Given task:
Count the lines in the records below that contain the string "woman". Reply with that number only.

Excerpts of pointing data
┌──
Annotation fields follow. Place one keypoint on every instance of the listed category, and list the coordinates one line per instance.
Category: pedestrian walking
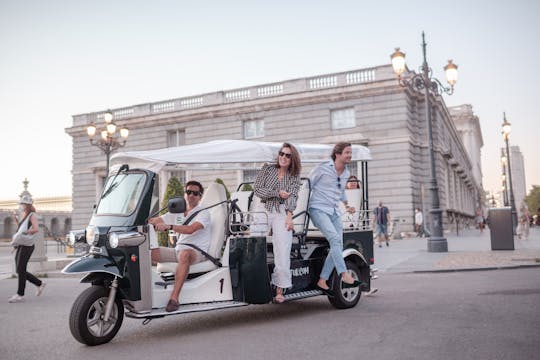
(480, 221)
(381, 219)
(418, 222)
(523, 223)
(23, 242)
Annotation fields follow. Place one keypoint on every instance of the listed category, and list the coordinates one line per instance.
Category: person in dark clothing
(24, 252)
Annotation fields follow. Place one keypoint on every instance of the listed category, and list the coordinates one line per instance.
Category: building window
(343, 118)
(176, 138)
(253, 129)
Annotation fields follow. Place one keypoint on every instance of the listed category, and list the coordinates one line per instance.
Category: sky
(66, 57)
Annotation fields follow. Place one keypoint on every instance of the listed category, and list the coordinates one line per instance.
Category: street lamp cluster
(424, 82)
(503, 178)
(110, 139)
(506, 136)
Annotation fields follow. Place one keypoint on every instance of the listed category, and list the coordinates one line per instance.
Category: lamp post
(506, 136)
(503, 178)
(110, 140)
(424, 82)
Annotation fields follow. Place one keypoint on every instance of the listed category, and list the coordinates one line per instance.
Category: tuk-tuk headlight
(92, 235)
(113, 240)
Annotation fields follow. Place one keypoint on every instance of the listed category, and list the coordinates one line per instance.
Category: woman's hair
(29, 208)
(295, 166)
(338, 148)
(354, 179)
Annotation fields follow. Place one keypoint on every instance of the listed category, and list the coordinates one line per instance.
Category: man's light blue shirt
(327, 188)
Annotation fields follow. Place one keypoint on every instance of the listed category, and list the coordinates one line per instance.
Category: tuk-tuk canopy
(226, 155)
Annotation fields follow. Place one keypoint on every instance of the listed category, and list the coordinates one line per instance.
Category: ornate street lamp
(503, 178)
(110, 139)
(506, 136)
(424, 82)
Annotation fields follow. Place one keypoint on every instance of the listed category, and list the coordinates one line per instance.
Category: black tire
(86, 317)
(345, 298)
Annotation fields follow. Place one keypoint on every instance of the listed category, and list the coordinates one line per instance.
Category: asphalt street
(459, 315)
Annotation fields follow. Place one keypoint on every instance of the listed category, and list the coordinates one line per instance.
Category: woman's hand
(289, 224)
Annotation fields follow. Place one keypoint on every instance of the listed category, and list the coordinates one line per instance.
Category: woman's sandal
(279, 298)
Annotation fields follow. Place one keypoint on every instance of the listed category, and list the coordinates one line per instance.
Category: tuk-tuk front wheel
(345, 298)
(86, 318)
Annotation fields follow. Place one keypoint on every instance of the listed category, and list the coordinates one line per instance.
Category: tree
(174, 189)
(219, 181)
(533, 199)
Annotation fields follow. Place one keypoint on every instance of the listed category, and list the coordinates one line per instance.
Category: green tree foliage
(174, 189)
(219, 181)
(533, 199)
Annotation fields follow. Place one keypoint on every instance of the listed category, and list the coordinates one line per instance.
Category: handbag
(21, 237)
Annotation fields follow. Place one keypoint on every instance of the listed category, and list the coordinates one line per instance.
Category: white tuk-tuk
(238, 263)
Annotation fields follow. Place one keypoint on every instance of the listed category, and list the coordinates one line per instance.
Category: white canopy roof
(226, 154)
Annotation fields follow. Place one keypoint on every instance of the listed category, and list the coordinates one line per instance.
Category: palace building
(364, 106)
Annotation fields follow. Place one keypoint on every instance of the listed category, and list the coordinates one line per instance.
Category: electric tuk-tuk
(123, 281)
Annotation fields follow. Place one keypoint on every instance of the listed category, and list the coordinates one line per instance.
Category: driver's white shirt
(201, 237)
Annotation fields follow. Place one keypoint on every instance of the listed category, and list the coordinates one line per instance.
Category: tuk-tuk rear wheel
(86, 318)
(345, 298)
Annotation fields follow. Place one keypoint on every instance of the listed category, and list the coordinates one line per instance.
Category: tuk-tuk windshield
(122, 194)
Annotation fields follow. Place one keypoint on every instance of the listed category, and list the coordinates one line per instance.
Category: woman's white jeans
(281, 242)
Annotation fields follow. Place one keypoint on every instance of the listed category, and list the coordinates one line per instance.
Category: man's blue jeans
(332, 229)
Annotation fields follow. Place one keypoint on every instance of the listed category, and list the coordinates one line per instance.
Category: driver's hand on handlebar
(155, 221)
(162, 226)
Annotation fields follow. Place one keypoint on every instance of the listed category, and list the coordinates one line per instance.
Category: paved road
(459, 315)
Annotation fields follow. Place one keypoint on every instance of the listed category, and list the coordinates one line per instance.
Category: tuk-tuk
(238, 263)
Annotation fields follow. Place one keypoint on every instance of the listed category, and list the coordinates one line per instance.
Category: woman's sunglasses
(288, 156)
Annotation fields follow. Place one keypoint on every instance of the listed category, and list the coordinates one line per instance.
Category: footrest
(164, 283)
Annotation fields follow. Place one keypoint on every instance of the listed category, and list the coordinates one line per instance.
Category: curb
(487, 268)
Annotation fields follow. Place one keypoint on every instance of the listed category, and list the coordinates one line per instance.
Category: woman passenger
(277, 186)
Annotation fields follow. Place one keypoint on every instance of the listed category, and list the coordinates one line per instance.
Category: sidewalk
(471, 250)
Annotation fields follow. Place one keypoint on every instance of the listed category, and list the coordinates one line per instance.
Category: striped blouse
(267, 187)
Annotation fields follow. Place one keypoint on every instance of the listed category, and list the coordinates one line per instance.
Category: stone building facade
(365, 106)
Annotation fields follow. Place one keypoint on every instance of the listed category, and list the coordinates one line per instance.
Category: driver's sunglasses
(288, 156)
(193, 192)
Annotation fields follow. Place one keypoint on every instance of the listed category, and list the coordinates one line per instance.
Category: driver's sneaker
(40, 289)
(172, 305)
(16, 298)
└──
┌──
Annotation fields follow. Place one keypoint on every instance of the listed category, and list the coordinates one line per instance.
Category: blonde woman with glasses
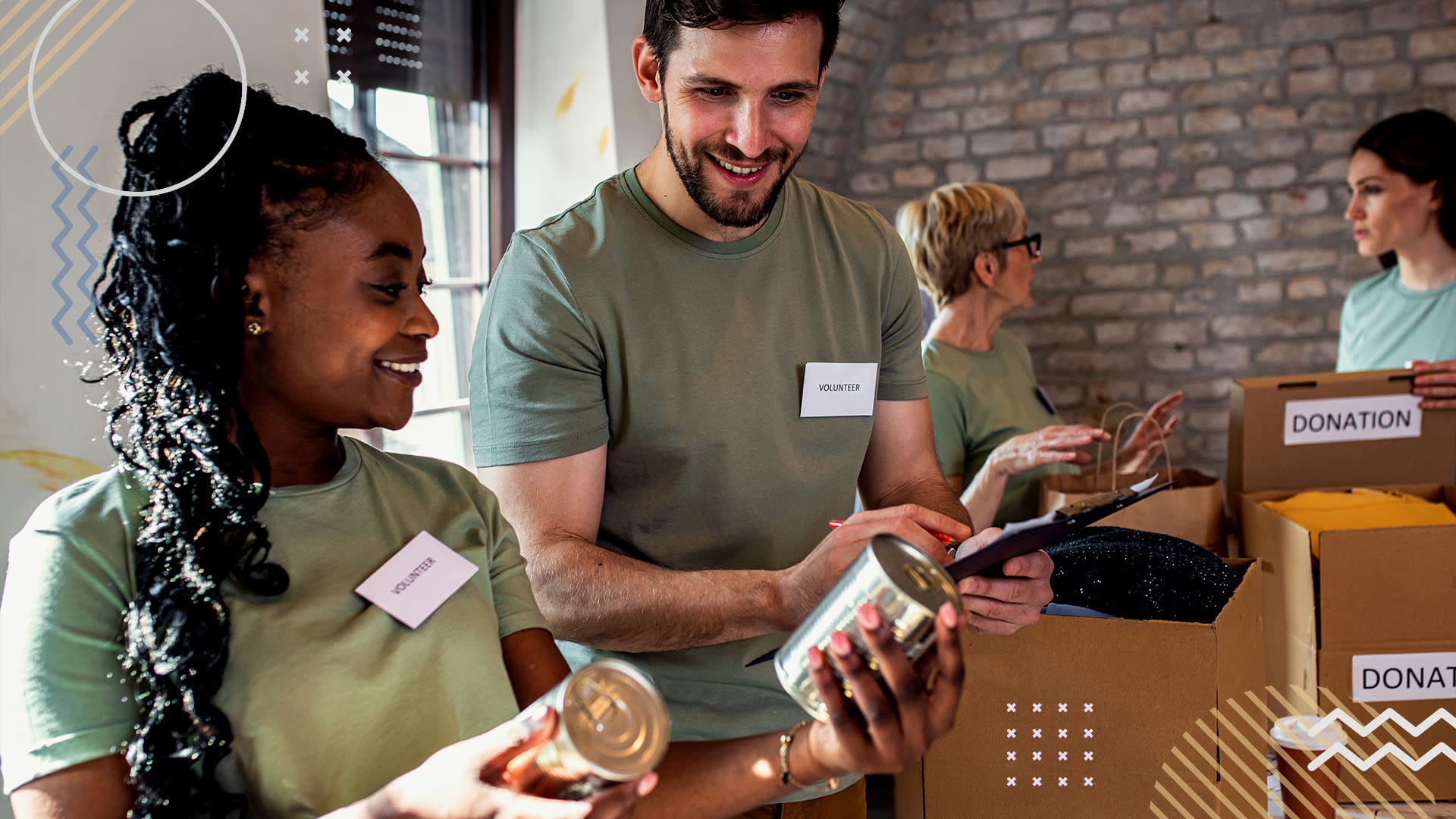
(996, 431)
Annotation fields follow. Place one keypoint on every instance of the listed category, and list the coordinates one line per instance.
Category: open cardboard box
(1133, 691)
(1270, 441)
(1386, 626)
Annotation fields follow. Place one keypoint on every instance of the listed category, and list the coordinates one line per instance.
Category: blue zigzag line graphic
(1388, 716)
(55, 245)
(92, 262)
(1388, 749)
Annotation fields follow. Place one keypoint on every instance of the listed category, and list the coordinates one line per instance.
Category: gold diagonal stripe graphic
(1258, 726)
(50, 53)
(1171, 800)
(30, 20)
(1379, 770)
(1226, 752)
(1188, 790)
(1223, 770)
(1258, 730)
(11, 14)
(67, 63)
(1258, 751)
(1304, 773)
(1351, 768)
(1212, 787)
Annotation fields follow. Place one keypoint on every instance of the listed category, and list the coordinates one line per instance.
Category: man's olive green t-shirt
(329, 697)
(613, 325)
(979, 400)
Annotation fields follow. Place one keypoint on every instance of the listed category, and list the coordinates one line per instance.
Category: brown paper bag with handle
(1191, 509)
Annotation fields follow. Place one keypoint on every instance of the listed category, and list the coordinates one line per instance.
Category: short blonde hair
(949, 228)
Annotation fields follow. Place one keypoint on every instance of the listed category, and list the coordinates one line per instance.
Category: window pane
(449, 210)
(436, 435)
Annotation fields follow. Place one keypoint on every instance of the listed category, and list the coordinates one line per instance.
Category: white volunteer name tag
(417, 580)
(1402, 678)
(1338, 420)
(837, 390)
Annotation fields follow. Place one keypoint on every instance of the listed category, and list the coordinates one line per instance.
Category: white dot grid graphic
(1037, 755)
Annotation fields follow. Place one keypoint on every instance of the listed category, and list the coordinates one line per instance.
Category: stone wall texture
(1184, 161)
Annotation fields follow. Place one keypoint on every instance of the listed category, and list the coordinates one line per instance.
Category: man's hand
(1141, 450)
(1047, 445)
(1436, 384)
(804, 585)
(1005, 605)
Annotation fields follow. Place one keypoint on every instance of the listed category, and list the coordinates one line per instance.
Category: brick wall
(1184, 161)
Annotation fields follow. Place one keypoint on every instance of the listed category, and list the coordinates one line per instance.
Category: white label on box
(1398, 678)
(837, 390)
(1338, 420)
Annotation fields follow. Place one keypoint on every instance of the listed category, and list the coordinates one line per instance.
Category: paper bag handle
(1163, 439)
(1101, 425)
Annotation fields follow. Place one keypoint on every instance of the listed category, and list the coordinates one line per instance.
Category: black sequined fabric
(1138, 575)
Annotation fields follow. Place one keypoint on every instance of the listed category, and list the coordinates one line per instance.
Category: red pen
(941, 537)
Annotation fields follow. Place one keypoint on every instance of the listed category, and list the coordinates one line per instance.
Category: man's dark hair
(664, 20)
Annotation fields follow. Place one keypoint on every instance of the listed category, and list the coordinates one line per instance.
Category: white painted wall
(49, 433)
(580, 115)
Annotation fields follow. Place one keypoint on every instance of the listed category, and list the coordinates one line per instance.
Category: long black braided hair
└──
┌──
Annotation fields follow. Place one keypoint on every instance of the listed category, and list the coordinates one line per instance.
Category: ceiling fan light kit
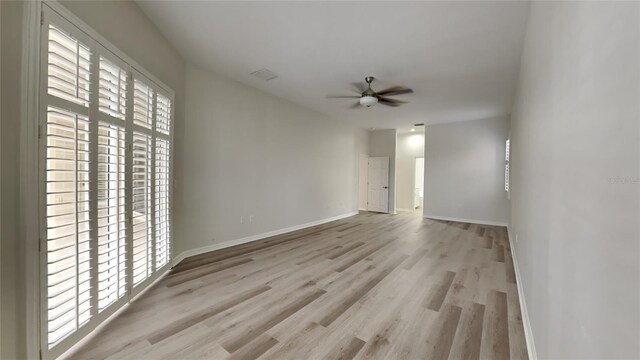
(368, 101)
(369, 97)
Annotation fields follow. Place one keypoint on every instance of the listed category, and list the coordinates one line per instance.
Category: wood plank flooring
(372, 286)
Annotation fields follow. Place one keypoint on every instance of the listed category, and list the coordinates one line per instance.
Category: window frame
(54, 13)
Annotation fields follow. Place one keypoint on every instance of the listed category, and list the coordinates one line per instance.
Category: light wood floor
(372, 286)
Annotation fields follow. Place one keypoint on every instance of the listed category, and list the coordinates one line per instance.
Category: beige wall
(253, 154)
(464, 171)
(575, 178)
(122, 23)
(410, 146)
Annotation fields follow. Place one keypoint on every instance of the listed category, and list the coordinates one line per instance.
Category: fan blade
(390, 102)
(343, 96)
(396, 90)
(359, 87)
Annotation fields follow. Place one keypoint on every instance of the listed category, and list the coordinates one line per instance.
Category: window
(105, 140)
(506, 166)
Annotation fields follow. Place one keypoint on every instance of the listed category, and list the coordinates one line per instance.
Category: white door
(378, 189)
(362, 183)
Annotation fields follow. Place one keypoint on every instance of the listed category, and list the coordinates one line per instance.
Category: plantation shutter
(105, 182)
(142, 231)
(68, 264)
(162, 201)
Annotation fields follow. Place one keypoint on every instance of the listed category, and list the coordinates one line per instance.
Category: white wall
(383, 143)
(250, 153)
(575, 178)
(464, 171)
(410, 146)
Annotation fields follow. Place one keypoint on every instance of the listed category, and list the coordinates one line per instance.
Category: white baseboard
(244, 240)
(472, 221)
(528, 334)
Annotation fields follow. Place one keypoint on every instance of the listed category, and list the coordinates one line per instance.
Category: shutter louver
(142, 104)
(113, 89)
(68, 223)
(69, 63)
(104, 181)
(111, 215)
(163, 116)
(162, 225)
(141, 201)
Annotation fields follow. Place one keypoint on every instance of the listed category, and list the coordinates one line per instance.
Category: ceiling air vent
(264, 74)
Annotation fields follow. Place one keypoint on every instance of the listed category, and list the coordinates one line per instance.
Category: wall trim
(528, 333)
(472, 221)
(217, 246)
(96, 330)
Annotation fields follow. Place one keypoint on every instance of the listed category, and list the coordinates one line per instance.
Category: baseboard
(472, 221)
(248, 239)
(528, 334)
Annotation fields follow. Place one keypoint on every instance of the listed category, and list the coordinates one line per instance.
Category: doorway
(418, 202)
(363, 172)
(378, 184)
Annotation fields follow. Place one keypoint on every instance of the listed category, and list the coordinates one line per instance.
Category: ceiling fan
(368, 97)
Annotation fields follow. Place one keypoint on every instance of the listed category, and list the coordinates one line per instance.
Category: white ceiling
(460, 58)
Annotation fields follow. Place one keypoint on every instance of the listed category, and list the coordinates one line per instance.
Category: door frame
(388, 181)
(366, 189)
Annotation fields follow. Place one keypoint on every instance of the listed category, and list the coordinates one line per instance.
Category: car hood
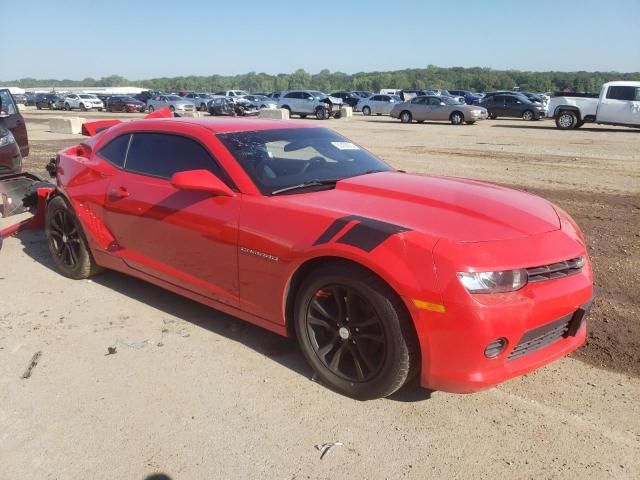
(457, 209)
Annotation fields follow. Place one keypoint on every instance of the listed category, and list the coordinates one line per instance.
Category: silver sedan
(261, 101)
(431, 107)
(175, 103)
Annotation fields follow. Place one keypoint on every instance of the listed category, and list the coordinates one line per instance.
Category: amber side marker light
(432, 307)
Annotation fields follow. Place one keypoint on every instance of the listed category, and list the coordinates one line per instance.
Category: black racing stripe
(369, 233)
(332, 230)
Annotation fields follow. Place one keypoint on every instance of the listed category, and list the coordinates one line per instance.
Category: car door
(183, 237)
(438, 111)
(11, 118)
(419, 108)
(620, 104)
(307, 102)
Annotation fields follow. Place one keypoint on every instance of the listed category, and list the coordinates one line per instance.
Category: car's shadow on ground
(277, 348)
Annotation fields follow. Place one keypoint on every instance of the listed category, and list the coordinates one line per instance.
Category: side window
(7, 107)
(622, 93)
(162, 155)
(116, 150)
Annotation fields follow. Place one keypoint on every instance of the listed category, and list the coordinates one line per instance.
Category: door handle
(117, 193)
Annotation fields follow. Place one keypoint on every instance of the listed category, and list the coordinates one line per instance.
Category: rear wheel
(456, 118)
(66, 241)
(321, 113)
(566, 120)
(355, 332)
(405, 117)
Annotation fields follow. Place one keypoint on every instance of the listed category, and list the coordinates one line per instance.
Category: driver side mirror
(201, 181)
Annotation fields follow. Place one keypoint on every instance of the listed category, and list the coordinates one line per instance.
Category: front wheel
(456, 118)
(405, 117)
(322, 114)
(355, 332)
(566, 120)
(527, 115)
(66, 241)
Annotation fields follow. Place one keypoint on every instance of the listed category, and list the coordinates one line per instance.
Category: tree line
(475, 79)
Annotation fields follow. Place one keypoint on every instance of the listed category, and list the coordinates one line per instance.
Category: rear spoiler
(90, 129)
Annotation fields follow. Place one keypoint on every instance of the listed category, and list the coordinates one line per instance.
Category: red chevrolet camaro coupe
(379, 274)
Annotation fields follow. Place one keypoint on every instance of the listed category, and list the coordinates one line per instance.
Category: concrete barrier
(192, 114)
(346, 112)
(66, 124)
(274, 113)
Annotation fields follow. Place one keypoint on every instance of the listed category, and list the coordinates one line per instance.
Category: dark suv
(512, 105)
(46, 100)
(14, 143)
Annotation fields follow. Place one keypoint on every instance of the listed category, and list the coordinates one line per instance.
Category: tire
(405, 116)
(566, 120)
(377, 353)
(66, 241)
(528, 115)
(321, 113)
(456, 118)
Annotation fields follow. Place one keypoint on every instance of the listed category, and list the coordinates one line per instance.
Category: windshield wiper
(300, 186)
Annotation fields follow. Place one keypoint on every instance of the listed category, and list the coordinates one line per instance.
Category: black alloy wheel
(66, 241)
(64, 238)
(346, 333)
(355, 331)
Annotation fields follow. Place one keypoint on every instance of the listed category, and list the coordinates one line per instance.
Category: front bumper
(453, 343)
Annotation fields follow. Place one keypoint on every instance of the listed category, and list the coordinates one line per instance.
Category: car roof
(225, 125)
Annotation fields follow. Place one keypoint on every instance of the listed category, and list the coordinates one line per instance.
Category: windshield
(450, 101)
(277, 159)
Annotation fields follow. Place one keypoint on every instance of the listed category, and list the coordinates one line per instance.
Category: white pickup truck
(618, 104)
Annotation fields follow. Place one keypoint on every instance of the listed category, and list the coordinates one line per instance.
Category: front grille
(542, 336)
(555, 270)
└──
Full answer:
7